# Directive A
State how many lines of the records contain the word "white", with case counting. Give only the number.

# Source extract
★ ★ ★ ★ ★

I have Harbison’s warning echoing in my mind as I set out on my next batch of conference presentations and related research projects. Once again I seem to have stumbled back into some pretty dark, ruinous labyrinths. The challenge will be to treat these awkward places and subjects necessarily with some respect and sensitivity, but also to find some way to say something new and non-local about them. I need to simultaneously lift the roof off and leave it on.

Here’s what I’ve signed up for:

March 2018: “Law in Ruins: searching for law in empty spaces”. Keynote presentation for the Institute of Australian Geographers – Legal Geography Study Group (at University of Canberra).

Here I’ll be presenting on the role and methods of the ‘spatial detective’, as a follow up my 2015 article with Antonia Layard of that name. Specifically, I’ll be looking at how law is implicated in the formation and replication of new types of places, how that place-forming function is shaped at local level by the perceptions (and feelings) of site managers, how law and materiality intersect and what happens when a place starts to die – how does law face the prospect of its own ruination?

★ ★ ★ ★ ★

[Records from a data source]

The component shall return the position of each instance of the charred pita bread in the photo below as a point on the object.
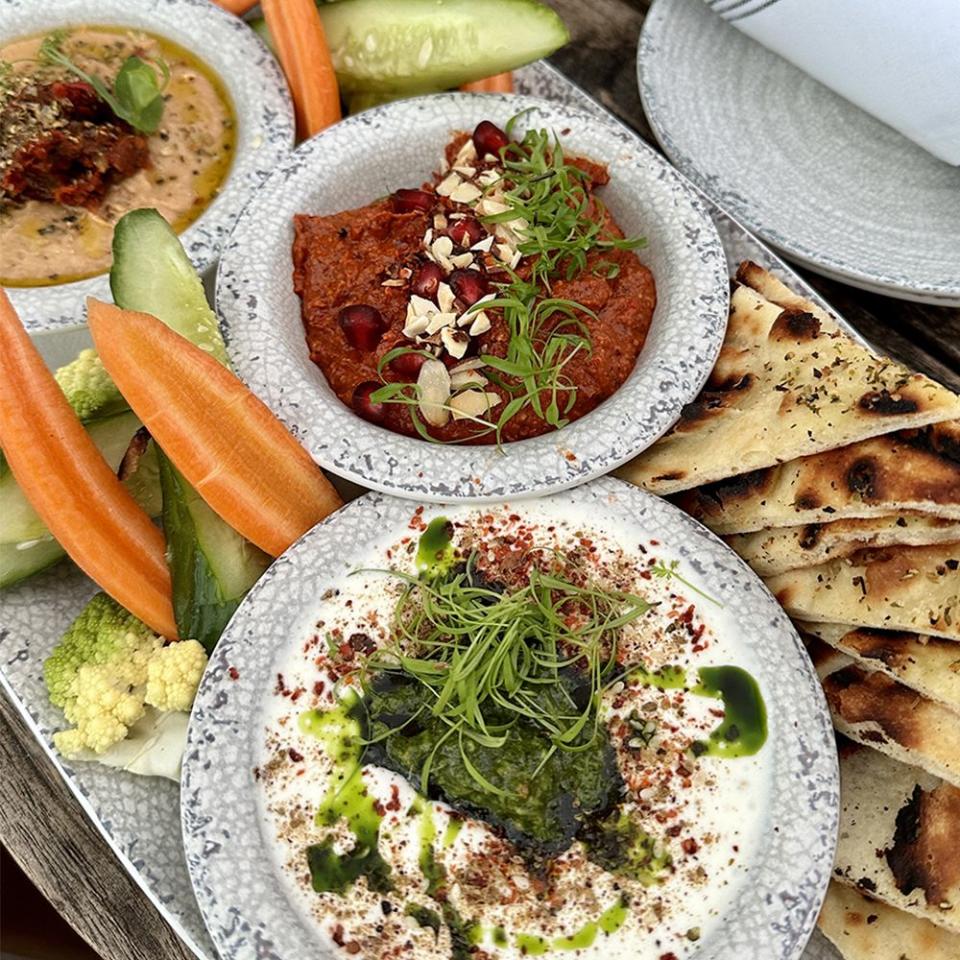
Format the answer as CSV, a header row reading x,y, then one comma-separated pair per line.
x,y
895,588
787,384
926,664
865,929
899,836
875,710
779,549
915,470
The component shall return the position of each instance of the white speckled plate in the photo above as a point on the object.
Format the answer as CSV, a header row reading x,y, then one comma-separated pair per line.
x,y
399,145
139,817
820,179
256,86
229,846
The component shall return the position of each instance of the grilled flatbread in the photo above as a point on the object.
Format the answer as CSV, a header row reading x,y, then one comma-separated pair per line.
x,y
787,384
878,712
864,929
916,470
779,549
925,664
896,588
899,836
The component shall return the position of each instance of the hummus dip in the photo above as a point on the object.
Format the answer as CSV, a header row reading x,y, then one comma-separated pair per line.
x,y
643,868
189,155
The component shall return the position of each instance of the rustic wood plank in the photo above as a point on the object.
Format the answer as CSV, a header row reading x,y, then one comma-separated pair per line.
x,y
48,834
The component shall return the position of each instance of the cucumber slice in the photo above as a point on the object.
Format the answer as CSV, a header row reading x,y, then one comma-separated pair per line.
x,y
211,565
383,46
152,273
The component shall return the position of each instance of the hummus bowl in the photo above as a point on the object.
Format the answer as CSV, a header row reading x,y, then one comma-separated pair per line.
x,y
399,145
737,843
214,45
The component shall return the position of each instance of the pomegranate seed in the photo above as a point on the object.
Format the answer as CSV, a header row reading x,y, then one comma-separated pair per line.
x,y
374,412
362,325
466,232
410,201
408,365
468,285
426,280
489,138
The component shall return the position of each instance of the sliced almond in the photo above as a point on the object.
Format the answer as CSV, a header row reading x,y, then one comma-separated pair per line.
x,y
481,324
434,388
439,321
466,154
467,378
456,341
473,403
466,193
448,184
445,297
421,306
474,363
484,245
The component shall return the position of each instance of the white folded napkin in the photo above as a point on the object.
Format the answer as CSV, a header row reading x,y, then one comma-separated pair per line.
x,y
896,59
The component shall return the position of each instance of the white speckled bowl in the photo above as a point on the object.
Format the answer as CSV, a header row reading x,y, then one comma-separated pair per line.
x,y
399,145
265,127
238,882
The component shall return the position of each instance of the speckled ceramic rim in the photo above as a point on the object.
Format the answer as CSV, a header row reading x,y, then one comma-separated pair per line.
x,y
379,150
234,874
265,128
661,80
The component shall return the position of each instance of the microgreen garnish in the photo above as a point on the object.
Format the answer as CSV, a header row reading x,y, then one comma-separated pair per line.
x,y
665,572
487,659
137,94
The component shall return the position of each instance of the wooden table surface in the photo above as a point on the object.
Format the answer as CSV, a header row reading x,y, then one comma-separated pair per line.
x,y
41,823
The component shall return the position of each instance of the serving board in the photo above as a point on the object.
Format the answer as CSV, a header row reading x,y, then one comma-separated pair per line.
x,y
139,817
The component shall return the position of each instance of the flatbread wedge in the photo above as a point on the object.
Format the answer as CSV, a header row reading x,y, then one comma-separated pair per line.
x,y
896,588
926,664
915,470
779,549
787,384
899,836
865,929
872,709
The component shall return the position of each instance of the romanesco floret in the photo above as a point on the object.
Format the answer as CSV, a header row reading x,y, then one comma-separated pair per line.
x,y
88,387
108,667
173,675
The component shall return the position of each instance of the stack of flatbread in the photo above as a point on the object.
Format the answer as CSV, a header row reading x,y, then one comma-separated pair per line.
x,y
836,475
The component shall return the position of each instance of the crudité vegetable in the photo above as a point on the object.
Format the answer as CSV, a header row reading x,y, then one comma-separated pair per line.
x,y
301,46
419,46
126,693
224,440
71,486
137,94
212,566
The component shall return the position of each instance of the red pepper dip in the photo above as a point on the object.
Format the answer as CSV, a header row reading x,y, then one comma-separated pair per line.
x,y
393,298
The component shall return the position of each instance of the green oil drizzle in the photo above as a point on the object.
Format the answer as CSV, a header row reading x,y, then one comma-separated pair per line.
x,y
435,550
452,832
346,798
743,730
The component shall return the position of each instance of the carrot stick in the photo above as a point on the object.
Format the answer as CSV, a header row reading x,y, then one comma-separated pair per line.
x,y
499,83
239,7
71,486
301,44
225,441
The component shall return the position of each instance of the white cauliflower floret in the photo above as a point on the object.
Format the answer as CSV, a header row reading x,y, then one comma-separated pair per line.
x,y
173,675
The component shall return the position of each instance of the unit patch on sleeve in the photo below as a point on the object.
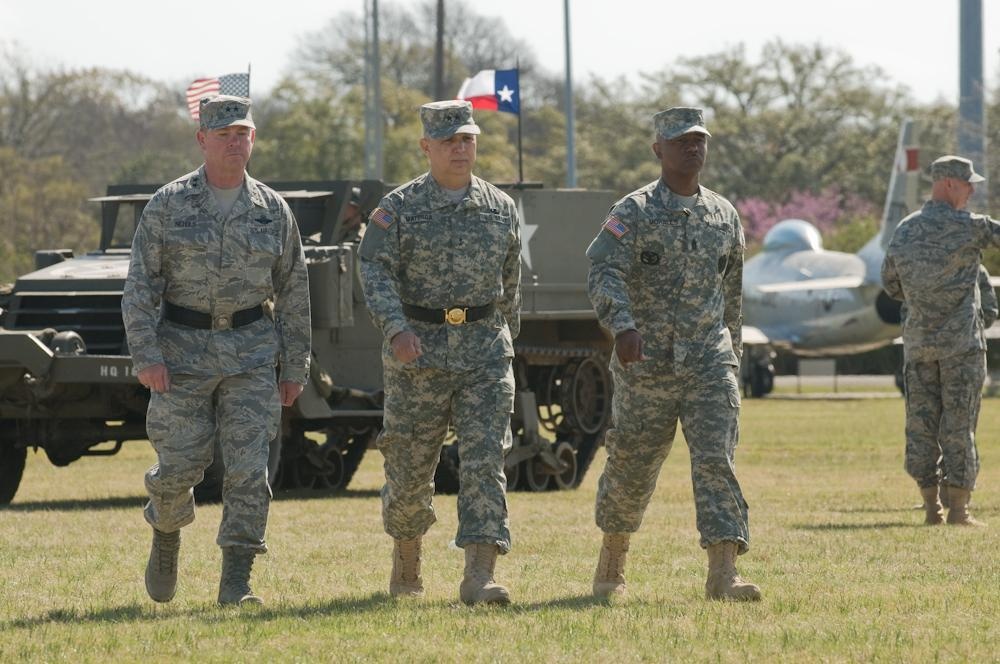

★ ★ ★ ★ ★

# Directive B
Name every organization or institution mentioned in the excerpt on law in ruins.

# Written solution A
4

# Written solution B
Institute of Australian Geographers
Legal Geography Study Group
University of Canberra